### [MATERIAL SHOWN]
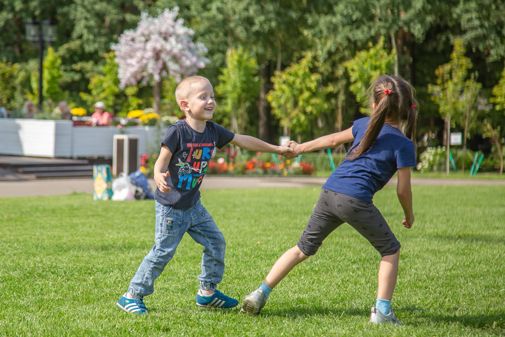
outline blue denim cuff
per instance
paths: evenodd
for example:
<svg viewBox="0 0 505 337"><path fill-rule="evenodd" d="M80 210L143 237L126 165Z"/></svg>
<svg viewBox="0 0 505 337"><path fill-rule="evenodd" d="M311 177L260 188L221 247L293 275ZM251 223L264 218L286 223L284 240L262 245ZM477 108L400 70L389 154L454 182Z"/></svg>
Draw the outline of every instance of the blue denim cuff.
<svg viewBox="0 0 505 337"><path fill-rule="evenodd" d="M216 290L217 285L208 281L200 281L200 289L203 290Z"/></svg>

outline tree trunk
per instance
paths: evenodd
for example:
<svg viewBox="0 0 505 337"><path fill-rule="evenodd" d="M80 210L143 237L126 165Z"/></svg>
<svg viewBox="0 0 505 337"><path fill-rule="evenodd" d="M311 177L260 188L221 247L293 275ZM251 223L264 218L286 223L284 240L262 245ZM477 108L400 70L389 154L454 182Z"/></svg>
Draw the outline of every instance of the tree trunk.
<svg viewBox="0 0 505 337"><path fill-rule="evenodd" d="M270 106L267 101L267 94L270 90L270 64L267 62L261 69L263 84L260 88L258 107L258 137L267 142L272 142L270 131Z"/></svg>
<svg viewBox="0 0 505 337"><path fill-rule="evenodd" d="M500 143L500 136L499 134L496 134L496 131L492 127L490 127L491 128L491 142L493 143L496 147L496 150L498 151L498 156L500 158L500 175L501 175L501 173L503 170L503 153L501 150L501 144Z"/></svg>
<svg viewBox="0 0 505 337"><path fill-rule="evenodd" d="M445 173L449 174L449 151L450 150L450 117L447 117L444 119L445 120Z"/></svg>
<svg viewBox="0 0 505 337"><path fill-rule="evenodd" d="M467 110L466 116L465 116L465 128L463 129L463 163L461 164L461 172L465 174L465 155L467 153L467 130L468 129L468 117L470 116L470 110Z"/></svg>
<svg viewBox="0 0 505 337"><path fill-rule="evenodd" d="M394 33L392 31L389 32L391 37L391 44L394 50L394 75L398 76L398 50L396 49L396 39L394 38Z"/></svg>
<svg viewBox="0 0 505 337"><path fill-rule="evenodd" d="M161 90L161 82L155 81L154 85L153 86L153 96L154 98L154 112L155 114L160 114L160 102L161 98L160 92Z"/></svg>

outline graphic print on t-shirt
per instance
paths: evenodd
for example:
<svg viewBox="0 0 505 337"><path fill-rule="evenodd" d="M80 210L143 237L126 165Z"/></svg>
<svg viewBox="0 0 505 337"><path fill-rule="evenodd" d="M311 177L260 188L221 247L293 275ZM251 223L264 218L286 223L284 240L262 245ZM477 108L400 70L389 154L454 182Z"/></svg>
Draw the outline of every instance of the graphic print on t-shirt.
<svg viewBox="0 0 505 337"><path fill-rule="evenodd" d="M207 166L216 146L213 143L187 143L187 151L182 152L182 157L177 158L179 163L179 183L177 187L190 189L201 182L207 171ZM185 186L183 184L186 181Z"/></svg>

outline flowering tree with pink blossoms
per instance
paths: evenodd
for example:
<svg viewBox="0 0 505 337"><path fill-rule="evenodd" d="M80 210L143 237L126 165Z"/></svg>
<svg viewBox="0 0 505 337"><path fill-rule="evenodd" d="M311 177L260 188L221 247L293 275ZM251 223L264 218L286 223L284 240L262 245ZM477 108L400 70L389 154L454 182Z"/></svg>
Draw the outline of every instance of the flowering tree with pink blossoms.
<svg viewBox="0 0 505 337"><path fill-rule="evenodd" d="M201 42L193 42L194 31L183 25L183 19L176 19L178 13L177 7L165 9L157 17L143 12L137 28L124 31L118 43L111 47L118 65L120 88L154 81L156 113L160 112L163 78L172 76L178 82L209 62L204 57L207 48Z"/></svg>

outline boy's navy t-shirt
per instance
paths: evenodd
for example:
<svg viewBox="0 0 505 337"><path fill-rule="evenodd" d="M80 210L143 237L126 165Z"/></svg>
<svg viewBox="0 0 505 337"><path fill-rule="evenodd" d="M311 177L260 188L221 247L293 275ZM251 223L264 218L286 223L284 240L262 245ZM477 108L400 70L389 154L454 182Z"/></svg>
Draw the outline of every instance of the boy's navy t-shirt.
<svg viewBox="0 0 505 337"><path fill-rule="evenodd" d="M355 121L353 147L361 140L369 117ZM370 149L352 160L344 160L328 178L323 188L372 202L396 170L415 166L414 143L401 131L385 124Z"/></svg>
<svg viewBox="0 0 505 337"><path fill-rule="evenodd" d="M174 208L192 207L200 199L200 185L215 147L221 149L235 134L211 121L203 132L195 131L185 120L168 128L162 144L172 153L167 182L172 190L162 193L157 187L155 199Z"/></svg>

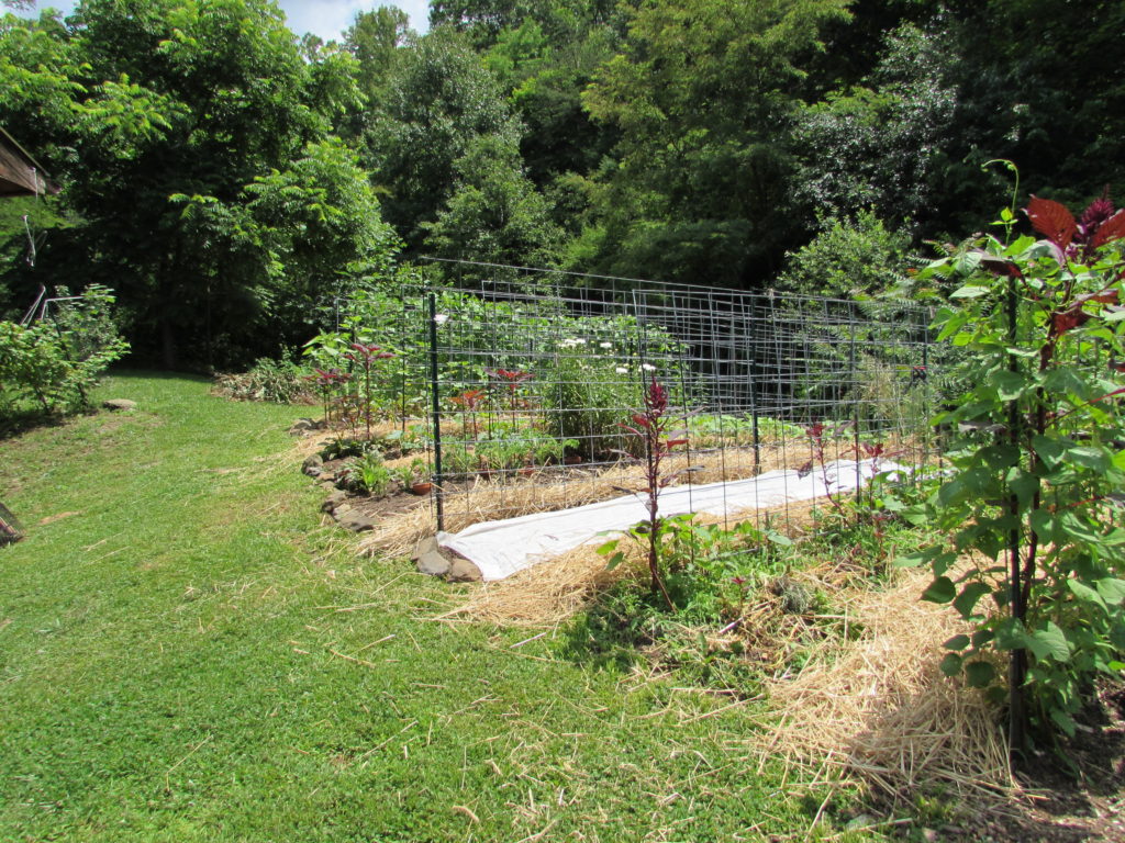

### [EXERCISE TASK]
Can you rewrite all the records, changing every "instance" to "object" and keeping everything else the same, with the pictures left out?

### [ANSWER FOR THIS EXERCISE]
outline blue denim cuff
per object
paths: evenodd
for example:
<svg viewBox="0 0 505 337"><path fill-rule="evenodd" d="M80 210L143 237L126 165Z"/></svg>
<svg viewBox="0 0 505 337"><path fill-rule="evenodd" d="M311 177L260 188L221 247L293 275ZM251 223L264 218L286 223L284 240L262 245ZM477 108L400 70L389 154L454 182Z"/></svg>
Draw the outline of every object of the blue denim cuff.
<svg viewBox="0 0 505 337"><path fill-rule="evenodd" d="M216 290L217 285L208 281L200 281L200 289L203 290Z"/></svg>

outline tree trunk
per object
paths: evenodd
for example:
<svg viewBox="0 0 505 337"><path fill-rule="evenodd" d="M80 210L143 237L126 165Z"/></svg>
<svg viewBox="0 0 505 337"><path fill-rule="evenodd" d="M311 177L260 188L221 247L293 275ZM251 223L264 218L286 223L284 240L262 245ZM477 108L400 70L389 154L454 182Z"/></svg>
Draw the outline of every object of the tree trunk.
<svg viewBox="0 0 505 337"><path fill-rule="evenodd" d="M270 106L267 101L267 94L270 90L270 64L267 62L261 69L263 84L260 88L258 107L258 137L267 142L272 142L270 131Z"/></svg>
<svg viewBox="0 0 505 337"><path fill-rule="evenodd" d="M500 143L500 136L499 134L496 134L496 131L492 127L490 127L491 128L491 142L493 143L496 147L496 150L498 151L498 156L500 158L500 175L501 175L501 173L503 170L503 153L501 150L501 144Z"/></svg>
<svg viewBox="0 0 505 337"><path fill-rule="evenodd" d="M445 173L449 174L449 151L450 150L450 117L447 117L444 119L445 120Z"/></svg>
<svg viewBox="0 0 505 337"><path fill-rule="evenodd" d="M467 110L466 116L465 116L465 128L463 129L463 163L461 164L461 172L465 174L465 155L467 153L467 130L468 129L468 117L470 116L470 110Z"/></svg>
<svg viewBox="0 0 505 337"><path fill-rule="evenodd" d="M394 33L392 31L389 32L391 37L391 44L394 50L394 75L398 76L398 50L396 49L396 39L394 38Z"/></svg>
<svg viewBox="0 0 505 337"><path fill-rule="evenodd" d="M161 90L161 82L155 81L154 85L153 86L153 96L154 98L154 112L155 114L160 114L160 102L161 98L160 92Z"/></svg>

outline graphic print on t-shirt
per object
paths: evenodd
for example:
<svg viewBox="0 0 505 337"><path fill-rule="evenodd" d="M80 210L143 237L126 165Z"/></svg>
<svg viewBox="0 0 505 337"><path fill-rule="evenodd" d="M311 177L260 188L221 247L293 275ZM251 223L264 218L286 223L284 240L262 245ZM477 108L400 70L389 154L454 182Z"/></svg>
Draw the outline of every object of the graphic print on t-shirt.
<svg viewBox="0 0 505 337"><path fill-rule="evenodd" d="M207 166L216 146L213 143L187 143L187 151L182 152L182 157L177 158L179 163L179 183L177 187L190 189L201 182L207 171ZM185 186L183 184L186 181Z"/></svg>

outline flowering tree with pink blossoms
per object
paths: evenodd
for example:
<svg viewBox="0 0 505 337"><path fill-rule="evenodd" d="M80 210L143 237L126 165Z"/></svg>
<svg viewBox="0 0 505 337"><path fill-rule="evenodd" d="M311 177L260 188L221 247L293 275ZM251 223L264 218L286 223L284 240L262 245ZM477 108L400 70L389 154L454 182Z"/></svg>
Draw the outline of every object of the flowering tree with pink blossoms.
<svg viewBox="0 0 505 337"><path fill-rule="evenodd" d="M201 42L193 42L194 31L183 25L183 19L176 19L178 13L177 7L165 9L157 17L143 12L137 28L124 31L118 43L111 47L118 65L120 88L154 81L156 113L160 112L163 78L172 76L178 82L209 62L204 57L207 48Z"/></svg>

outline boy's navy t-shirt
per object
paths: evenodd
for example:
<svg viewBox="0 0 505 337"><path fill-rule="evenodd" d="M80 210L143 237L126 165Z"/></svg>
<svg viewBox="0 0 505 337"><path fill-rule="evenodd" d="M311 177L260 188L221 247L293 275ZM251 223L264 218L286 223L284 240L262 245ZM477 108L400 70L389 154L454 182Z"/></svg>
Draw the outline of every object of the boy's navy t-shirt.
<svg viewBox="0 0 505 337"><path fill-rule="evenodd" d="M355 121L353 147L361 140L369 117ZM370 149L352 160L344 160L328 178L323 188L372 202L396 170L415 166L414 143L401 131L385 124Z"/></svg>
<svg viewBox="0 0 505 337"><path fill-rule="evenodd" d="M174 208L192 207L200 199L200 185L215 147L221 149L235 134L211 121L203 132L195 131L185 120L168 128L162 144L172 153L167 182L172 190L162 193L157 187L155 199Z"/></svg>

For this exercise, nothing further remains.